## START Data to use

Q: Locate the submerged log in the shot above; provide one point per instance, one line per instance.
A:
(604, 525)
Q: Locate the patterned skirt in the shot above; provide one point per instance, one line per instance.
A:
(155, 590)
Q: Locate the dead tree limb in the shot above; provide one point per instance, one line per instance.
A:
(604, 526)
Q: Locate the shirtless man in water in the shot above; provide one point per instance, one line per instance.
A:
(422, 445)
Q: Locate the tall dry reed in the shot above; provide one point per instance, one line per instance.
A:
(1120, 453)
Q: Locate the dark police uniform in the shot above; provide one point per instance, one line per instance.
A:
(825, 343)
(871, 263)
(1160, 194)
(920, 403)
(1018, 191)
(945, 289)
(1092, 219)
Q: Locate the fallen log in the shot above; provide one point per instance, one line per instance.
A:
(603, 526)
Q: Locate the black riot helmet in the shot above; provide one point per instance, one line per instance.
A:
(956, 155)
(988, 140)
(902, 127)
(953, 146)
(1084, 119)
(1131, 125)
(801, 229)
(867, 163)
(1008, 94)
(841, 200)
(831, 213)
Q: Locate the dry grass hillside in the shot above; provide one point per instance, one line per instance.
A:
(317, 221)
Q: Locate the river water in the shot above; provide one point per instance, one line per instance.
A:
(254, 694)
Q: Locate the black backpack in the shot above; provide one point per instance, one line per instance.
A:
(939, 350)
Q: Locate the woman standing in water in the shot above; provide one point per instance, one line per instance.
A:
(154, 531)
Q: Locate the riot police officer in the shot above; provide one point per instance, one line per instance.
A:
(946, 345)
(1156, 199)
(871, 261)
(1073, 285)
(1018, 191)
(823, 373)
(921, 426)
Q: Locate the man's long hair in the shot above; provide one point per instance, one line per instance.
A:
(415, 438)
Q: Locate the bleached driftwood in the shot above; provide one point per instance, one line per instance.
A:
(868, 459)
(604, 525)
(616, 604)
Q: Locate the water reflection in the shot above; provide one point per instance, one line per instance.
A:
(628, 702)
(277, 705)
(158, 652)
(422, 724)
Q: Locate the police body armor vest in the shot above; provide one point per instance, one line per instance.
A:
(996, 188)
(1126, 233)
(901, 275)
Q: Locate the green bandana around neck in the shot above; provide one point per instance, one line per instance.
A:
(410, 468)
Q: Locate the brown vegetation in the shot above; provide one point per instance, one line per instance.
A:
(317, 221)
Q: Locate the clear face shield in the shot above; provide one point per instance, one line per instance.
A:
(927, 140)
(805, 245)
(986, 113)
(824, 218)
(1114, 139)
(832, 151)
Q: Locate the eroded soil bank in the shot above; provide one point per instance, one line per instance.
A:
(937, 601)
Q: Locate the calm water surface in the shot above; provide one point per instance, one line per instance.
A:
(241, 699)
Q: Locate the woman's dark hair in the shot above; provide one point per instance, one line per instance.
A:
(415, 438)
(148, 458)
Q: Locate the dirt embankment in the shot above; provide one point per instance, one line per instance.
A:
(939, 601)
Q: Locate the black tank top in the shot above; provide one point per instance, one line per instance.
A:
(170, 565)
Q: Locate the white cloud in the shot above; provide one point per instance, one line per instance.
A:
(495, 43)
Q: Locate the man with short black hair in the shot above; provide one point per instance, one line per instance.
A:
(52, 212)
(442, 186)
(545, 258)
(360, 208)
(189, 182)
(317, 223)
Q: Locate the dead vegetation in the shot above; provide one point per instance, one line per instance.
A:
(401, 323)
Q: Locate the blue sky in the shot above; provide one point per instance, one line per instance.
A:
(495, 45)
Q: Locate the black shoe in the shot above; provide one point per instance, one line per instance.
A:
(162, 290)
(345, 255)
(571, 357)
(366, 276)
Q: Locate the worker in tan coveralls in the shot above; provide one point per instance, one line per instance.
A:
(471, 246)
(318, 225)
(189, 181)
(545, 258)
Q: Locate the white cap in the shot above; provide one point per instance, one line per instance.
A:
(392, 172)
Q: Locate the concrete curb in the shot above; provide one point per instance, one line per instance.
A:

## END Data to use

■ Set task ■
Reproduce all data above, unchanged.

■ Written response ■
Q: Locate the submerged log in the shot above; provide one point per instance, one line per instance.
A:
(604, 525)
Q: Locate the patterned skirt in the shot above; provide one point per instance, one line per instance.
A:
(155, 590)
Q: Locate the dead tree limb in the shot above; provide one point per instance, one line per instance.
A:
(604, 526)
Q: Locate the shirtless man in water in the shot above; provide one point per instance, one line per instance.
A:
(422, 445)
Q: Locate the tall dry reed in the shot above; provide one point per instance, one line per instance.
A:
(1120, 453)
Q: Locate the dark police uniform in the shot above; provide one point per instance, one line per instance.
A:
(825, 343)
(871, 263)
(1160, 194)
(920, 403)
(1018, 191)
(945, 289)
(1092, 219)
Q: Locate the fallen log in the shot above; provide one point per instance, one line per instance.
A:
(603, 526)
Q: Locate the black riot helmet in the shot above; provide one point per instance, one line per instance.
A:
(956, 155)
(988, 140)
(902, 127)
(953, 146)
(1084, 119)
(1131, 125)
(801, 229)
(867, 163)
(1008, 94)
(841, 200)
(831, 213)
Q: Locate the dry grass hillside in the shot above; provide one point per instance, one line per instance.
A:
(317, 221)
Q: Locate the river water in the shot above; provide one point per instance, one line per instance.
A:
(254, 694)
Q: Locate the black backpack in the shot above; provide one point per instance, one line per instance.
A:
(939, 350)
Q: Locate the woman standing in water in the shot above; provide one point per instance, one line per instance.
A:
(154, 531)
Q: Locate the riot police officer in the shot above; provide one point per instance, one line per instance.
A:
(946, 345)
(1156, 199)
(871, 261)
(1073, 285)
(1018, 191)
(823, 373)
(921, 426)
Q: Locate the man's long hair in the shot above; provide one point per instance, one line per instance.
A:
(415, 438)
Q: Locate the bleached driftwood in the shot above; provide one point per instance, one line per instance.
A:
(868, 459)
(604, 525)
(616, 604)
Q: Locate the water reflection in the shot above; provide one point per instance, one line per instance.
A:
(628, 702)
(277, 705)
(158, 652)
(422, 724)
Q: Locate the police body armor vest in the shot above; provide one point per instance, one line per instance.
A:
(996, 188)
(1126, 233)
(901, 275)
Q: Locate the green bandana around neck in the shot above; provide one point per instance, one line per instance.
A:
(410, 468)
Q: Locate the brown vegetation in the shot above; provide one point per instance, one line per instance.
A:
(317, 221)
Q: Locate the clear face shield in the shot above; provide one point per instance, one line per instance.
A:
(927, 140)
(805, 245)
(986, 113)
(824, 218)
(1114, 139)
(832, 151)
Q: Locate the eroded soil bank in the shot above; provide one point per instance, one line per instance.
A:
(937, 601)
Q: Locate the calm water surface in the shot above; provide one point per instance, one line per instance.
A:
(241, 699)
Q: Locate the woman's dark hair in the shot above; provide one point per instance, one line per instance.
A:
(415, 438)
(148, 458)
Q: Locate the dirt embankment in the shot above; provide one point per instance, one line per instance.
A:
(939, 601)
Q: Locate the black tank top in the shot above; provide one point per instance, one line per instance.
A:
(170, 565)
Q: Locate the white cloud in the shot above; provide one point per instance, one line per instance.
A:
(495, 43)
Q: Locate the man with short black hair in the shot above; provide one point per instance, one line per instance.
A:
(52, 212)
(442, 186)
(545, 258)
(360, 208)
(189, 182)
(317, 223)
Q: Locate the dead vegetation in the shot above; provide one point per instance, one line per instance.
A:
(401, 323)
Q: Locate the blue sky in the shot above; provide one point per instance, one line per instance.
A:
(495, 45)
Q: Locate the black shoe in the shot above; provide one point per instance, one line per instance.
A:
(162, 290)
(345, 255)
(571, 357)
(366, 276)
Q: Locate the worker in tan coveralls in the shot above; provide one point per instance, one line per instance.
A:
(471, 246)
(318, 225)
(189, 181)
(545, 258)
Q: Locate the white cap in the shot above; provide one point per instance, one line per instance.
A:
(392, 172)
Q: Locate the concrete curb in the shot above; provide one point per instance, one line per instance.
A:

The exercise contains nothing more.